Among the records that follow, set down only the lines from the one containing "If you could point to the produce" to the one containing "If you could point to the elderly", both included, exactly.

Start of RECORDED INFORMATION

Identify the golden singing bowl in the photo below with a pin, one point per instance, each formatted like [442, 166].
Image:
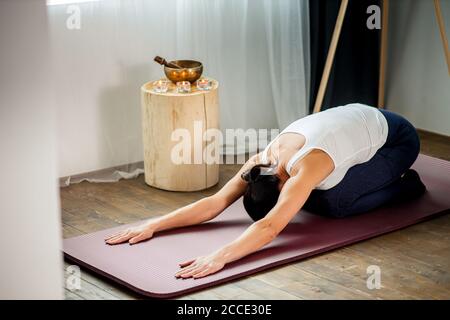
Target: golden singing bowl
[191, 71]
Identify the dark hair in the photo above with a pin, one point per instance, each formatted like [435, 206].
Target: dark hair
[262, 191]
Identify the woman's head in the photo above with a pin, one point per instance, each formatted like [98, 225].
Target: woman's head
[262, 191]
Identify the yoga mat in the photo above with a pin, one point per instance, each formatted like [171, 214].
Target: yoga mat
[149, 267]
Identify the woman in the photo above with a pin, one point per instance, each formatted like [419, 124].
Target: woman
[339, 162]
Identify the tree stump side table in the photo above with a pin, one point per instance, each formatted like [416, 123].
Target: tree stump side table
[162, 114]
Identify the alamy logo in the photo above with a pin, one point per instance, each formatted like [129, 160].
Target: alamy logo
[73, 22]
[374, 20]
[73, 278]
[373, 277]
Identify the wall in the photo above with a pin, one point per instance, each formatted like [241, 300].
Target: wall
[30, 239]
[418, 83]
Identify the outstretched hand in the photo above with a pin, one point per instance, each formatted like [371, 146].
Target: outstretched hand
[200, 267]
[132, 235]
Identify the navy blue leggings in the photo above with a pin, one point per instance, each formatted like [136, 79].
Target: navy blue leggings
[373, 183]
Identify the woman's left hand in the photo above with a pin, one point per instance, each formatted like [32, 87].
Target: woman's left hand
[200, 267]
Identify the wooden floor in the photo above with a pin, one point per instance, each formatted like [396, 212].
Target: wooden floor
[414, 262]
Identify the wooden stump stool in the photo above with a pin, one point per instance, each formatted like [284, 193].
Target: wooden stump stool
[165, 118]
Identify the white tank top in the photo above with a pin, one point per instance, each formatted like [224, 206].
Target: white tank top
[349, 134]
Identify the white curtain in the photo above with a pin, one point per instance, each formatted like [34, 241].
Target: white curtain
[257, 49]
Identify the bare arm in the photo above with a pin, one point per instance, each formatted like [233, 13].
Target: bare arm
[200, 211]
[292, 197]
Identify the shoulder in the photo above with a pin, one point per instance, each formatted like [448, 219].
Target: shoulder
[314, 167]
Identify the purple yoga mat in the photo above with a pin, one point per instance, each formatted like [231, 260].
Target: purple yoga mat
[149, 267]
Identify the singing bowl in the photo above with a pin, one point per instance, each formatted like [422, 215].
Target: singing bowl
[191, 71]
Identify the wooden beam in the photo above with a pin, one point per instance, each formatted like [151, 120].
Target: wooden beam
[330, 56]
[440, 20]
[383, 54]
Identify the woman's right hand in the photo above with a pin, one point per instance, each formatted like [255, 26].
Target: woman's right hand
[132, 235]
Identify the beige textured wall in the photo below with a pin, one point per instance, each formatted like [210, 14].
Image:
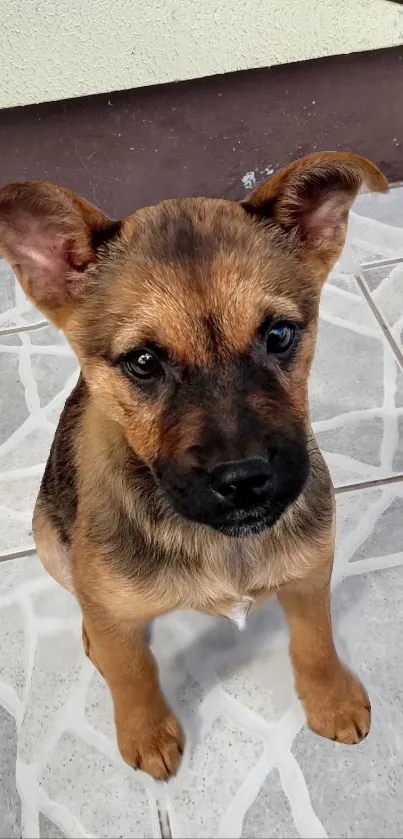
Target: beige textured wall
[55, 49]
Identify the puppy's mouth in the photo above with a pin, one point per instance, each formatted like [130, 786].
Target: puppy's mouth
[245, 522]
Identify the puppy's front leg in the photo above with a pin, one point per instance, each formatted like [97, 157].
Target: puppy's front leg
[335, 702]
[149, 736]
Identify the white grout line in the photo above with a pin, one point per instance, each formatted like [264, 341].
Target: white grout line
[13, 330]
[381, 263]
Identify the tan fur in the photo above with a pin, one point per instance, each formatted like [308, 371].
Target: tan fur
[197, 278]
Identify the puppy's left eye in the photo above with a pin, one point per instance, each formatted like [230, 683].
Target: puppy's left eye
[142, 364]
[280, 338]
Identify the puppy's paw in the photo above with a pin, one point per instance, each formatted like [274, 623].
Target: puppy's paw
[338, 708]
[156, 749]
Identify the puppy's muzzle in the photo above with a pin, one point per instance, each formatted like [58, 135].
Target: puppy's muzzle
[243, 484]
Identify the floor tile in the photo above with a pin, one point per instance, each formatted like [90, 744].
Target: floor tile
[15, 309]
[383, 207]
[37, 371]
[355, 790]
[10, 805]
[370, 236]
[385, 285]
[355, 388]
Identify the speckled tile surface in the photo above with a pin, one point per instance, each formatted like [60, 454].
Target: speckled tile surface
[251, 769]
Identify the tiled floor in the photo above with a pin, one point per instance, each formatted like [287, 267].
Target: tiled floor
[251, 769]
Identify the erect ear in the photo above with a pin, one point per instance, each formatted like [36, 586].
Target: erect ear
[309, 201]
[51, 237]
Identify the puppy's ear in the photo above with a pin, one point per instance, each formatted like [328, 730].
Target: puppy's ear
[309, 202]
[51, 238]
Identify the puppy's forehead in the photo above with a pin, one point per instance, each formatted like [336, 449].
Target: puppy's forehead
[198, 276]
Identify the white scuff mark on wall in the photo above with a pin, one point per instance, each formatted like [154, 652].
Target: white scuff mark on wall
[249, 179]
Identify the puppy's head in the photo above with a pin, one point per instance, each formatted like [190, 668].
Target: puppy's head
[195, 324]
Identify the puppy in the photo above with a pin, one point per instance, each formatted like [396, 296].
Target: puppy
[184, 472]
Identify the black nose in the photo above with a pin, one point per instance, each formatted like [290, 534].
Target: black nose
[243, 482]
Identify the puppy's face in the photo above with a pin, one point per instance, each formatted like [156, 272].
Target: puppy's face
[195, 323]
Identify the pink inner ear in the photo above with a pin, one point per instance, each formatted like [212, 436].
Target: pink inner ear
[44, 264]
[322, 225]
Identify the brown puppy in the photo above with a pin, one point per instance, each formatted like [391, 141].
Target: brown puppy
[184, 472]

End of RECORDED INFORMATION
Start of RECORDED INFORMATION

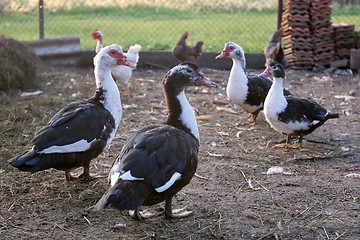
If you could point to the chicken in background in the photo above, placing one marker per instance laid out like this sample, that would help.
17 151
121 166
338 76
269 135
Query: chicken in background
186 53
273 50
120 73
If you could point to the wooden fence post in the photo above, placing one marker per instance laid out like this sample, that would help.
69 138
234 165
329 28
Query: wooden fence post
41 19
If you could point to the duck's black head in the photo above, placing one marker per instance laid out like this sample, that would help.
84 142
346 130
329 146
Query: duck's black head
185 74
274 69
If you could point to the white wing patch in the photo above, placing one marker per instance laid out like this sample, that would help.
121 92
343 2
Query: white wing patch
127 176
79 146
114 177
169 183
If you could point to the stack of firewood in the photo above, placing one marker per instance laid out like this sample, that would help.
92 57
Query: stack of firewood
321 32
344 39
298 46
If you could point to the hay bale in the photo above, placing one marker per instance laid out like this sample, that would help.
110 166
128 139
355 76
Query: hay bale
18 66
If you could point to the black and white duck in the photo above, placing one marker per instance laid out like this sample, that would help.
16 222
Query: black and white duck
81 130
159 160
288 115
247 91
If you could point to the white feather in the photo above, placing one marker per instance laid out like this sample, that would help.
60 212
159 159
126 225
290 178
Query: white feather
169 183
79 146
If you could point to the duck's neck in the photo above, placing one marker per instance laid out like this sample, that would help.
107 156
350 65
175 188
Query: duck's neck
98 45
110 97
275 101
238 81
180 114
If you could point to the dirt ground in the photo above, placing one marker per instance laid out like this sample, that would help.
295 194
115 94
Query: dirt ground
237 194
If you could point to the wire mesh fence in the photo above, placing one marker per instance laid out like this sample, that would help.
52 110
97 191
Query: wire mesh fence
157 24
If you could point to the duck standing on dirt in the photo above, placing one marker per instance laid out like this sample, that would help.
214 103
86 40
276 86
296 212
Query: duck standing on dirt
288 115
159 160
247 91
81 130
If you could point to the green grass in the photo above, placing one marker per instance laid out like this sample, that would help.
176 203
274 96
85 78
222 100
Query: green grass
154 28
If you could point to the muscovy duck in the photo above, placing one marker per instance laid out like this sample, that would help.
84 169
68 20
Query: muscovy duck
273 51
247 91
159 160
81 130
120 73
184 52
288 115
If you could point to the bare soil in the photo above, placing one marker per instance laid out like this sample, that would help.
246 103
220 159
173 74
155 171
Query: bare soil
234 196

End of RECORDED INFORMATION
Start of RECORDED INFORMATION

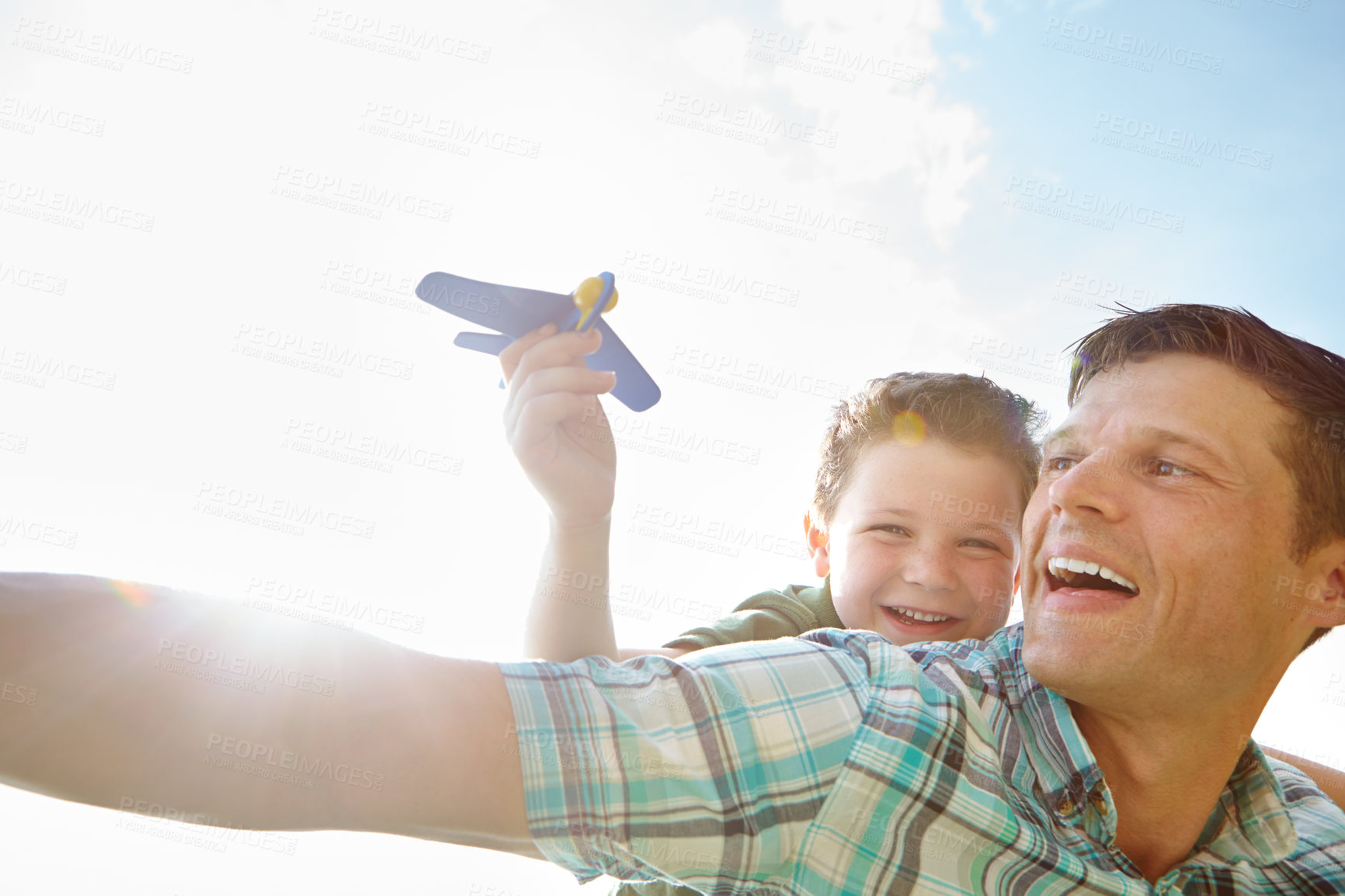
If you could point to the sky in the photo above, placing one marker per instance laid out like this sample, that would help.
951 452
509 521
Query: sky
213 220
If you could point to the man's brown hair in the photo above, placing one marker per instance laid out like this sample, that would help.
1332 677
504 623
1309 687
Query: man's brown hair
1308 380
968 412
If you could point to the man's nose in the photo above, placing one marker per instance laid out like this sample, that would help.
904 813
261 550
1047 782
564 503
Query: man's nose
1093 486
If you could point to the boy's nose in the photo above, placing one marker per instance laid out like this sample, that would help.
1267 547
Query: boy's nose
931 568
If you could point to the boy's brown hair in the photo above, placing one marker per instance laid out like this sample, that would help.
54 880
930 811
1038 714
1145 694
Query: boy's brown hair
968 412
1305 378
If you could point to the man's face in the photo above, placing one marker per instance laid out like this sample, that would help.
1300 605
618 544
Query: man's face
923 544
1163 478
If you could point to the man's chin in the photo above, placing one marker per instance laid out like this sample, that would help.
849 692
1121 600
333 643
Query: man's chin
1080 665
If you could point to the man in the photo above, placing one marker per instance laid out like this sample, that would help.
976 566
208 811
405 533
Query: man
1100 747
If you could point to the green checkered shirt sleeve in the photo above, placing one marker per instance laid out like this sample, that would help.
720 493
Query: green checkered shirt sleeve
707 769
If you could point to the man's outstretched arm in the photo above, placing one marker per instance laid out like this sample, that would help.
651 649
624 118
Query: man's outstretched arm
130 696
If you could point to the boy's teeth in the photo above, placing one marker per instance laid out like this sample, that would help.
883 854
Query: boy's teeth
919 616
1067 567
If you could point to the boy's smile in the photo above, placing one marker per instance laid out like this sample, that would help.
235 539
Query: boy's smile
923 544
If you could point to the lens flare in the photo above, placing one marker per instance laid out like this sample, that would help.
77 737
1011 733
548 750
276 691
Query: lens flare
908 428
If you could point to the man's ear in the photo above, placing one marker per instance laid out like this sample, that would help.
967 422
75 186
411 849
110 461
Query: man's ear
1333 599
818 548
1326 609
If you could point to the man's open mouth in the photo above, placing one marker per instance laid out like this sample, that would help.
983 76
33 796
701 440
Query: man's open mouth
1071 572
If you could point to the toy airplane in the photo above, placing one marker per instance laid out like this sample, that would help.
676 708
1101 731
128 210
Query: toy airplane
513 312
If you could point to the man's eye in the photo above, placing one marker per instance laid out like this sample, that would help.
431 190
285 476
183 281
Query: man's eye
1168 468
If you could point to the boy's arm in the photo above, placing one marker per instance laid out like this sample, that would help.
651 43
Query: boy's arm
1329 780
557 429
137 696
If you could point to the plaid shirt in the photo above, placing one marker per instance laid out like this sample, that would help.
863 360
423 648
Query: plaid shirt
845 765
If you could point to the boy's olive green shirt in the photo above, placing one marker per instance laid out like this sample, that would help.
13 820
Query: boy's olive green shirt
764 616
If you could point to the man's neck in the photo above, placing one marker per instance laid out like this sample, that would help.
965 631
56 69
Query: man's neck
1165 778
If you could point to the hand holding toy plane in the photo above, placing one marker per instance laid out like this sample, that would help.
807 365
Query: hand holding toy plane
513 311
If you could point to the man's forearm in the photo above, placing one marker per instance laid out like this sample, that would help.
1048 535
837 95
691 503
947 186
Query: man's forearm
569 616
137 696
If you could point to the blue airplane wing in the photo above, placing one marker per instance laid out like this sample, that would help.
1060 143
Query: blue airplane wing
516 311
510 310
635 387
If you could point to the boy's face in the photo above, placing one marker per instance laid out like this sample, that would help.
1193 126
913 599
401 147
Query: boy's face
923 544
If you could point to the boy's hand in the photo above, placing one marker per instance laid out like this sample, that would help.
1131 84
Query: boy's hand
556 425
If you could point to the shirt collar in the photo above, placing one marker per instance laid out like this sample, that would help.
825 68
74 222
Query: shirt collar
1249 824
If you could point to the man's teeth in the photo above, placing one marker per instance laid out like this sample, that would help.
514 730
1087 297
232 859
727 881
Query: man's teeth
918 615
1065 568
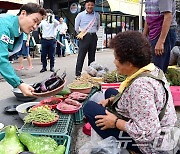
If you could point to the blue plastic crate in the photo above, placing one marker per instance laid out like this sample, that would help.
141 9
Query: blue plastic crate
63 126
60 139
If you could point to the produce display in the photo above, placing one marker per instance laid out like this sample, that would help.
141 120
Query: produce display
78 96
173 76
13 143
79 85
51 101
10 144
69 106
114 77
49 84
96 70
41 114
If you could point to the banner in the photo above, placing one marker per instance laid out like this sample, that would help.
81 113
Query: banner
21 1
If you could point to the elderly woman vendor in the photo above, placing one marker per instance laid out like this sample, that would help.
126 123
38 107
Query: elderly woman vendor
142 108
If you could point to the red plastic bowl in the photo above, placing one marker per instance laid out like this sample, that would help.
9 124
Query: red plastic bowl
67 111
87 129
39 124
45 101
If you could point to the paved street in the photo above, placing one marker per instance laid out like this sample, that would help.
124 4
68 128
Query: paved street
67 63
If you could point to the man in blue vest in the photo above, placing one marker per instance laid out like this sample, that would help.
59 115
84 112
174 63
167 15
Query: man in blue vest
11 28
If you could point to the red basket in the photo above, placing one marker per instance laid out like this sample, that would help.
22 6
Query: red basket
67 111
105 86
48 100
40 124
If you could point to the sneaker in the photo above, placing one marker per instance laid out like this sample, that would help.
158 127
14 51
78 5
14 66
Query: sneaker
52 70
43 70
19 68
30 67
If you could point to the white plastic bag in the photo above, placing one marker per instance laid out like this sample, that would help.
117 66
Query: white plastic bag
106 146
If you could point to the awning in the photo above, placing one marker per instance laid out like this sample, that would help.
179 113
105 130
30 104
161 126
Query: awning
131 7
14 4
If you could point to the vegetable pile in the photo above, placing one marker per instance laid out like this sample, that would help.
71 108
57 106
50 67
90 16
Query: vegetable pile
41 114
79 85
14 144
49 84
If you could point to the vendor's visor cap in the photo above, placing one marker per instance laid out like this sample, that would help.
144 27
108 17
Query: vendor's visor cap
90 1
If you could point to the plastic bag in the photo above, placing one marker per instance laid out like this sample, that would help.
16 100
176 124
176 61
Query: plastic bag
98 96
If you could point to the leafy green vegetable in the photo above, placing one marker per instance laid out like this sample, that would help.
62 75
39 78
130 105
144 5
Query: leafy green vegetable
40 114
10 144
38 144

End of RECORDED INFORMATION

» RESPONSE AREA:
If you could point to the produce display in the photo above, placing one marker per instance laid out like this sample, that would help.
141 120
Query: produce display
78 96
173 76
13 143
79 85
51 101
10 144
69 106
114 77
49 84
96 70
41 114
If you could point to the banner in the photo above, placing one marker per instance laid out like this sample, that would help.
81 113
Query: banner
21 1
If you could point to the elderly woman vendor in the photo above, placing one marker per instance laid out like this sample, that would help.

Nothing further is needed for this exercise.